▶ YOUR GOAL: Arrange the items that begin at the line containing "Annotation spec v2.4 — Object: flowing" and end after the line containing "xmin=0 ymin=0 xmax=450 ymax=266" as a two-column CSV with the columns "prompt" and "answer", one row per item. Put each field in quotation marks and replace line breaks with spaces.

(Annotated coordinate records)

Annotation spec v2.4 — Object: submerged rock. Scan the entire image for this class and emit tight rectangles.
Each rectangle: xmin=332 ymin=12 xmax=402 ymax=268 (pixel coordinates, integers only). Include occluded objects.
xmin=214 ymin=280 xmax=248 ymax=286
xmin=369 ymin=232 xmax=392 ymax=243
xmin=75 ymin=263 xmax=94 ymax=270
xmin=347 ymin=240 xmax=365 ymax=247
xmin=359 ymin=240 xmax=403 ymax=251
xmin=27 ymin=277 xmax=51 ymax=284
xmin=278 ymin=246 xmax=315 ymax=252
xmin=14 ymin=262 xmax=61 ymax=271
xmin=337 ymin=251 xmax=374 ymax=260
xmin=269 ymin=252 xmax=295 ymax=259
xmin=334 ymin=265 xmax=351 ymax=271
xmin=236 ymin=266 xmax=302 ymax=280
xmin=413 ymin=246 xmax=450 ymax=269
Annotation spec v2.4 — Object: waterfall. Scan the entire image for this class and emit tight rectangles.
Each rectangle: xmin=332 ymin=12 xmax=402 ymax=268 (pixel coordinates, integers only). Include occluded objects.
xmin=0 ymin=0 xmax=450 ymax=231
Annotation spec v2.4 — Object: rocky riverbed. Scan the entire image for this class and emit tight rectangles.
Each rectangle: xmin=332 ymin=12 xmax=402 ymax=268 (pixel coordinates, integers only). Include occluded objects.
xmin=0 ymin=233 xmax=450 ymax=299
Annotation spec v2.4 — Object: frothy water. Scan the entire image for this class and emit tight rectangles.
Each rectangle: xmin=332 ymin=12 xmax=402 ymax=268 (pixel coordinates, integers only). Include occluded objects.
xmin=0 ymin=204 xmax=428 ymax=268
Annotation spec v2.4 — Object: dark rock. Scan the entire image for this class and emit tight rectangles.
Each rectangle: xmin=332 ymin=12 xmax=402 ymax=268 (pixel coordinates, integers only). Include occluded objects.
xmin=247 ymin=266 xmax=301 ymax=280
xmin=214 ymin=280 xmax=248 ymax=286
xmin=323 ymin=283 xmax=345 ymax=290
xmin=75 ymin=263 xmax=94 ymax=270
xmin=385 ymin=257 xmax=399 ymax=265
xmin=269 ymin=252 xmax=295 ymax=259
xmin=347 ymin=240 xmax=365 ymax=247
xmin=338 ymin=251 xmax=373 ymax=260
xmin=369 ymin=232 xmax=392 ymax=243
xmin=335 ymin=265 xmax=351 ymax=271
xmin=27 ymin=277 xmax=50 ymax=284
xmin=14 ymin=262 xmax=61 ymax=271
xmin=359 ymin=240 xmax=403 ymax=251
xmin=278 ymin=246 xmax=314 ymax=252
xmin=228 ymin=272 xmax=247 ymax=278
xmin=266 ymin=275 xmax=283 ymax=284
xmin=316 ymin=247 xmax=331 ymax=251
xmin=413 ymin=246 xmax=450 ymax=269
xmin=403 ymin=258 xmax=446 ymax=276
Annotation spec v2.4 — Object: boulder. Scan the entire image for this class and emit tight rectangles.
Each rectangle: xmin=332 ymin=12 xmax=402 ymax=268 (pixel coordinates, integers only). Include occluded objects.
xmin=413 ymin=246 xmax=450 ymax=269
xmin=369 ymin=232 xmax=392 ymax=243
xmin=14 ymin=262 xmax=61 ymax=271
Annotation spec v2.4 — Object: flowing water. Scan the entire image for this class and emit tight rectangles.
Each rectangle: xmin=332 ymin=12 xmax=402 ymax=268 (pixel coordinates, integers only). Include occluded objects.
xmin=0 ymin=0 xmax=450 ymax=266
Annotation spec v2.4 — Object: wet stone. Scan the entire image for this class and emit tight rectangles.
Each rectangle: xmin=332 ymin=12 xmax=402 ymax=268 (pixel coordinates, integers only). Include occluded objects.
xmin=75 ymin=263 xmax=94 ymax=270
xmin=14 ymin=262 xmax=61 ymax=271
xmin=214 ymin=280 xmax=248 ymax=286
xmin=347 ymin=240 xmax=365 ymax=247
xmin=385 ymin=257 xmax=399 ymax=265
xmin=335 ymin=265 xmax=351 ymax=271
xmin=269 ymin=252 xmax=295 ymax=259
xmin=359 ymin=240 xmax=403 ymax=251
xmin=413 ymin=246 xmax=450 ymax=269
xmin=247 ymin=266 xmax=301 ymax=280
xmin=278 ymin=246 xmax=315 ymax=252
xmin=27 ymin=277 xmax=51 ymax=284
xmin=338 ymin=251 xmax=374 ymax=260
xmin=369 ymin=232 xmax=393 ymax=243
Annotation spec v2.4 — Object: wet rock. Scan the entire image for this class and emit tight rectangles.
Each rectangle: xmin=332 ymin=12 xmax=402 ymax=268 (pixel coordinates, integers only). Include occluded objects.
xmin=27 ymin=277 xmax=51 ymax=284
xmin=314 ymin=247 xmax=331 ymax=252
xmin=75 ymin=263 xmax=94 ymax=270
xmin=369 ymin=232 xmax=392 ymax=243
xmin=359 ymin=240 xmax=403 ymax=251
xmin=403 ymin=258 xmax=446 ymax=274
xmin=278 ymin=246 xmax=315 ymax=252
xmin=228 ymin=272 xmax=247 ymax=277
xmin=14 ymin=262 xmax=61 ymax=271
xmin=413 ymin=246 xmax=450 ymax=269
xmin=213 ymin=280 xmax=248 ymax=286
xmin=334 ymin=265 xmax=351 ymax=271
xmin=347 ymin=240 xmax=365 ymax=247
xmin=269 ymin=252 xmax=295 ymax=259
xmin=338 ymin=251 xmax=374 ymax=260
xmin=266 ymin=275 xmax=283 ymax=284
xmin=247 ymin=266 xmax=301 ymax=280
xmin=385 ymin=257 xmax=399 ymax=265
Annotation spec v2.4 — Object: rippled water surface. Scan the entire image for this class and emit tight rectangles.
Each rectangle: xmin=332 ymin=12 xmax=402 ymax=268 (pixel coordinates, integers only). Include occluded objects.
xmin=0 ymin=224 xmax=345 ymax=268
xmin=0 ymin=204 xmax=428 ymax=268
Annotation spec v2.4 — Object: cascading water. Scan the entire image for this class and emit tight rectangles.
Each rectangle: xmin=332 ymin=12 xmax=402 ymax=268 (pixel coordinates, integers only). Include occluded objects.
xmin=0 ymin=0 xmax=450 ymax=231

▶ THE RESULT:
prompt,answer
"Annotation spec v2.4 — Object: flowing water. Scan the entire image for this class and emit tight rectangles. Each rectangle: xmin=332 ymin=12 xmax=402 ymax=268 (pixel coordinates, integers only). Include occluded objects.","xmin=0 ymin=0 xmax=450 ymax=266"